> WHAT THIS TASK INVOLVES
Could you return, exactly as written, only the lines from the one holding "Target: sunlight patch on floor" through the final line of the records below?

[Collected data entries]

Start of Block

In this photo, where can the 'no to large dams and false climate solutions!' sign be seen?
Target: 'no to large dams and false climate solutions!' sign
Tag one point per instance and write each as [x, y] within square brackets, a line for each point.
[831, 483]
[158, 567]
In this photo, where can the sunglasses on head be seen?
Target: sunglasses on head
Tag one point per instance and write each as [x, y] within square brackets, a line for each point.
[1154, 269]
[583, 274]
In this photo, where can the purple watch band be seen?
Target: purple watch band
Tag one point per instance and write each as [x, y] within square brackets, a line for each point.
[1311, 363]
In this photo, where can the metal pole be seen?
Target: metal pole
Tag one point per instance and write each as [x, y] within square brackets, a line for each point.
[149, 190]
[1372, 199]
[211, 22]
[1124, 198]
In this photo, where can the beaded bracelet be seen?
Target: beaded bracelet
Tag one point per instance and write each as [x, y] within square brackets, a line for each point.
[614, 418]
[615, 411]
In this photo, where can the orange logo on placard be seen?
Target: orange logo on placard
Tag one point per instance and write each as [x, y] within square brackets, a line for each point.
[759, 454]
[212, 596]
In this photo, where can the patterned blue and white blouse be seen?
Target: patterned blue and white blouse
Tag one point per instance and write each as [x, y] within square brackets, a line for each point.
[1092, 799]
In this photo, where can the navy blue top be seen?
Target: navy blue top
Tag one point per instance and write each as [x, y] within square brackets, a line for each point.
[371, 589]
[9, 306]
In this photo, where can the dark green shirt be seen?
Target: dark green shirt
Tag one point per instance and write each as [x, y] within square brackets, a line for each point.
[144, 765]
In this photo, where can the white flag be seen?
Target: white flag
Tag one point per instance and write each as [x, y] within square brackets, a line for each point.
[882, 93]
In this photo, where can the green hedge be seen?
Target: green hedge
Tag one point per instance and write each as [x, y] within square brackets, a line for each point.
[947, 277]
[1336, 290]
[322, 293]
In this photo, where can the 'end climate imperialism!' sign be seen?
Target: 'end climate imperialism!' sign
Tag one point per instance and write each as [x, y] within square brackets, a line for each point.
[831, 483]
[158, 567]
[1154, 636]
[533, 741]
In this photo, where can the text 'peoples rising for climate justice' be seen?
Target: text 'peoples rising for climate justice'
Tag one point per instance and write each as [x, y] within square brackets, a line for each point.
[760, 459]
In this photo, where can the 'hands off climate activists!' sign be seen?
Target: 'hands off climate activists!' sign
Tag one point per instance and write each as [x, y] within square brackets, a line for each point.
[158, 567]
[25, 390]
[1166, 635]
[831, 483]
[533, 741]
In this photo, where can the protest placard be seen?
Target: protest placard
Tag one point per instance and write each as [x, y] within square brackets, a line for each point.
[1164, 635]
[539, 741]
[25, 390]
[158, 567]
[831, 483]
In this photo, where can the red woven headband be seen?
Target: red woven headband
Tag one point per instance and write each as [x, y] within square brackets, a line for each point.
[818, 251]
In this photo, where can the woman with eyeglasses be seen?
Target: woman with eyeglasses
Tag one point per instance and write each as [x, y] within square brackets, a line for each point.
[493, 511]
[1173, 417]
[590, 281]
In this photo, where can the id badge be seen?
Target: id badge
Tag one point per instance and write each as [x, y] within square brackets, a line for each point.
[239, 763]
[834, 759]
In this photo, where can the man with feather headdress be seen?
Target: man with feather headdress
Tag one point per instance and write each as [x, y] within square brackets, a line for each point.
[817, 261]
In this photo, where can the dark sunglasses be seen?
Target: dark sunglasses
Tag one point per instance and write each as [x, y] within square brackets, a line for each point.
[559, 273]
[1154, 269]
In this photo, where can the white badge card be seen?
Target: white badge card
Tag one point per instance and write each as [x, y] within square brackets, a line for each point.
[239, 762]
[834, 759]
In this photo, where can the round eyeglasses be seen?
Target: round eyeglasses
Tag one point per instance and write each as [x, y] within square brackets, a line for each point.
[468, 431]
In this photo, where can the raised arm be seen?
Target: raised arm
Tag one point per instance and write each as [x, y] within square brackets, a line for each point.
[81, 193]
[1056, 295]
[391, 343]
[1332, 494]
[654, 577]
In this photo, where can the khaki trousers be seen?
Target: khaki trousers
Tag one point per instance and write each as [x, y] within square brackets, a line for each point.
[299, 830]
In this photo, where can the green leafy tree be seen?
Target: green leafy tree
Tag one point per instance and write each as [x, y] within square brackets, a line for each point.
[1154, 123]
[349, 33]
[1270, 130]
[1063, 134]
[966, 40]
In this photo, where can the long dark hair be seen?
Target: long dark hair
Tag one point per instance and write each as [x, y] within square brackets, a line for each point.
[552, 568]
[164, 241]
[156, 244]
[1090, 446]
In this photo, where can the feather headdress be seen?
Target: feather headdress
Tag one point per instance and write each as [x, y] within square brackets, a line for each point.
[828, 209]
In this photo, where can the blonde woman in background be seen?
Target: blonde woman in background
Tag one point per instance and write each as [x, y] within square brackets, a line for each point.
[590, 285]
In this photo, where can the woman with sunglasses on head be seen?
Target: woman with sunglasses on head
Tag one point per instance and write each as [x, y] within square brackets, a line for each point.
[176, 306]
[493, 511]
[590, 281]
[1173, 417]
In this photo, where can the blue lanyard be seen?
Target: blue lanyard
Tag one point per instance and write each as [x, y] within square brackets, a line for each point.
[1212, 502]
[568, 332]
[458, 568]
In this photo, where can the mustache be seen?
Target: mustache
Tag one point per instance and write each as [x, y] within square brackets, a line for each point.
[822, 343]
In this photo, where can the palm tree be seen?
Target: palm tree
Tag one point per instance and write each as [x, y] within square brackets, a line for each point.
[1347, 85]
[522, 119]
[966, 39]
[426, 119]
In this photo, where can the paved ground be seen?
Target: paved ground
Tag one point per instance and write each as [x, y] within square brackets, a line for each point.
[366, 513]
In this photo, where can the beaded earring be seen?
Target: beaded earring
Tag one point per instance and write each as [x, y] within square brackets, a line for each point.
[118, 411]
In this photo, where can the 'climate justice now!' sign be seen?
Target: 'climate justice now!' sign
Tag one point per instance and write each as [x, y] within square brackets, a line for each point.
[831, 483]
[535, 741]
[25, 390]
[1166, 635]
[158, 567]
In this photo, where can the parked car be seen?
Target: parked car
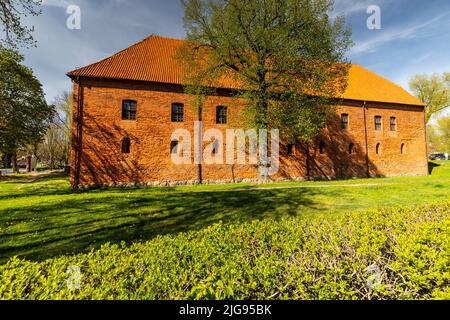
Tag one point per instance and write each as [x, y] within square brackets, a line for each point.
[438, 156]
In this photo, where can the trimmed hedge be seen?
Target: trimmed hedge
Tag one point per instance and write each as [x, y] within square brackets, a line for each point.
[387, 254]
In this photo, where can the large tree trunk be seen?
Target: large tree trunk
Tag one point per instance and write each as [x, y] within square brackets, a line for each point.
[14, 163]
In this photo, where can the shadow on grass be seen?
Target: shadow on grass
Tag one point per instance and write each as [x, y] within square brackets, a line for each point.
[84, 221]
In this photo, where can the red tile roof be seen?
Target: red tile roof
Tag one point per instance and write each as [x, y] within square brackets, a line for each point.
[154, 60]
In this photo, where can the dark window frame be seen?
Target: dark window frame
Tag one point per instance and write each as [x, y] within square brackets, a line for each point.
[129, 109]
[126, 145]
[290, 149]
[378, 148]
[177, 112]
[174, 146]
[351, 148]
[393, 123]
[221, 115]
[378, 123]
[345, 120]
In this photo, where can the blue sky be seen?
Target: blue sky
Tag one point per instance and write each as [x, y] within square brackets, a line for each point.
[414, 38]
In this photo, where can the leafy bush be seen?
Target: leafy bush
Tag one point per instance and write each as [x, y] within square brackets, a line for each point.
[387, 254]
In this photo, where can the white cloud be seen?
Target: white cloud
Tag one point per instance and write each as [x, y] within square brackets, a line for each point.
[390, 35]
[56, 3]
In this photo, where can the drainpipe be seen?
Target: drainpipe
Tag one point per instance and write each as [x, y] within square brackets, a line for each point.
[79, 136]
[365, 139]
[426, 140]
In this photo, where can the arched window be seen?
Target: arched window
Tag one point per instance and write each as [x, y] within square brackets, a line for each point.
[290, 149]
[221, 115]
[393, 123]
[351, 148]
[344, 121]
[177, 112]
[174, 147]
[321, 147]
[378, 123]
[126, 145]
[129, 110]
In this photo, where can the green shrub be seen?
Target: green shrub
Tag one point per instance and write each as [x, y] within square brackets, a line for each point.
[403, 253]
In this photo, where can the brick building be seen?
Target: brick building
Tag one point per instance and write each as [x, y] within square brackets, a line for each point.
[127, 106]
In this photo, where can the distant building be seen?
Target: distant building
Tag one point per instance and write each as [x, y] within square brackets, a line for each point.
[127, 106]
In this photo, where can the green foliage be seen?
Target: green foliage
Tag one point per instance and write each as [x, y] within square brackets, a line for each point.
[286, 58]
[433, 90]
[320, 258]
[11, 12]
[439, 135]
[24, 113]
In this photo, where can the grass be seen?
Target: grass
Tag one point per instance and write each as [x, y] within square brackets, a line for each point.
[41, 218]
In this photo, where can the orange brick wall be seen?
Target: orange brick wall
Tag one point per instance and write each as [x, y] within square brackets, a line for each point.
[149, 162]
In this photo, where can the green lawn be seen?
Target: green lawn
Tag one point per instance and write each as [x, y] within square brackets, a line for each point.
[41, 218]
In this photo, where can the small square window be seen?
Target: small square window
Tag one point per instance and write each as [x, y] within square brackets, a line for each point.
[177, 112]
[126, 145]
[393, 124]
[221, 115]
[378, 123]
[174, 147]
[129, 110]
[290, 149]
[344, 121]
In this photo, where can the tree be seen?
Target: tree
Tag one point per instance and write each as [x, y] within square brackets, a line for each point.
[439, 135]
[286, 58]
[10, 18]
[55, 147]
[433, 90]
[24, 113]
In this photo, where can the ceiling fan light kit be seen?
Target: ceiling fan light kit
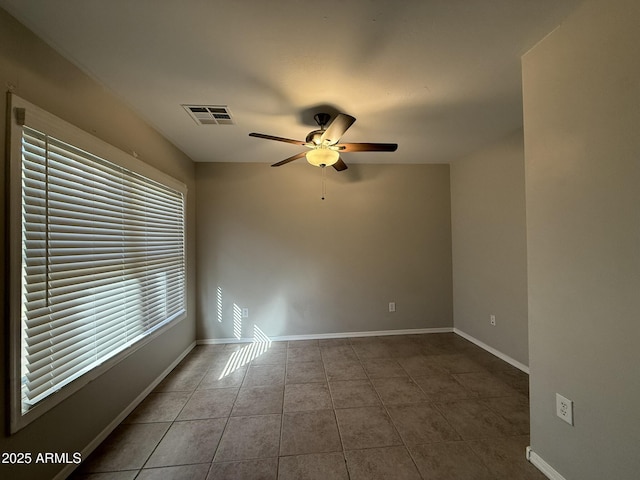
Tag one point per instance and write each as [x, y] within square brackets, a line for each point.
[322, 156]
[324, 143]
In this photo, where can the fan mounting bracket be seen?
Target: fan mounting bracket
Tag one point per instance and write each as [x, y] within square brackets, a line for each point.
[322, 119]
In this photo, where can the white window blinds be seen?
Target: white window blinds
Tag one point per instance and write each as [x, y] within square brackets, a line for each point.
[103, 261]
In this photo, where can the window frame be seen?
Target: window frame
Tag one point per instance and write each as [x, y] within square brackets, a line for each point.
[21, 112]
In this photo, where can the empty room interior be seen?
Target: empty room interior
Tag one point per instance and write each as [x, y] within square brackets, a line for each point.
[341, 240]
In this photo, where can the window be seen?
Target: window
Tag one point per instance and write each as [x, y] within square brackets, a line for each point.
[99, 256]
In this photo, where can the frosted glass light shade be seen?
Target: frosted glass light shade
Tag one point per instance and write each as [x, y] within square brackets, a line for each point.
[322, 156]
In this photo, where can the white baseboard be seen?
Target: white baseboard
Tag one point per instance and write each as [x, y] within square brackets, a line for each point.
[538, 462]
[497, 353]
[101, 437]
[321, 336]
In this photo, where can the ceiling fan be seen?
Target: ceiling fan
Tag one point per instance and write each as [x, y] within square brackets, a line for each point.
[324, 149]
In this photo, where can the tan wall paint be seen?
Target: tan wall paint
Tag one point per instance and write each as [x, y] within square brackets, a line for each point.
[307, 266]
[582, 151]
[44, 78]
[489, 246]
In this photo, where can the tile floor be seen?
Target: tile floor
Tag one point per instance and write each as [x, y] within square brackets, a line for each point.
[432, 407]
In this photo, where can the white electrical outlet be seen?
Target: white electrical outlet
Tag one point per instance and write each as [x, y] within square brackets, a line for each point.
[564, 408]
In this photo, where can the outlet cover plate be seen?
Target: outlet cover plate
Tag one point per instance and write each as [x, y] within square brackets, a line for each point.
[564, 408]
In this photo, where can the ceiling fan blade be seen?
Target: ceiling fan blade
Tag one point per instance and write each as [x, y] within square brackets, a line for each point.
[290, 159]
[337, 127]
[340, 165]
[367, 147]
[279, 139]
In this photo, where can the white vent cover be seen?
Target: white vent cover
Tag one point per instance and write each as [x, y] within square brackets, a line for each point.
[209, 114]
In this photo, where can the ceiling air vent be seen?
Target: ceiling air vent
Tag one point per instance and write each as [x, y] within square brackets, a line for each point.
[209, 114]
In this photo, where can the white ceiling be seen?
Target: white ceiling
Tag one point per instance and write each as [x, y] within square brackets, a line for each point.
[439, 77]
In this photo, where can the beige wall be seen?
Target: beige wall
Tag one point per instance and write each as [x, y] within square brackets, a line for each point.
[582, 151]
[489, 246]
[306, 266]
[39, 75]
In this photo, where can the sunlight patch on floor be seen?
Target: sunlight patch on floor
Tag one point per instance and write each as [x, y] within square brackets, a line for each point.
[261, 343]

End of Block

> ANSWER SPACE
Target: sunlight patch on floor
Tag one point per instance and write each as [x, y] within square brackets, a line for each point.
[261, 343]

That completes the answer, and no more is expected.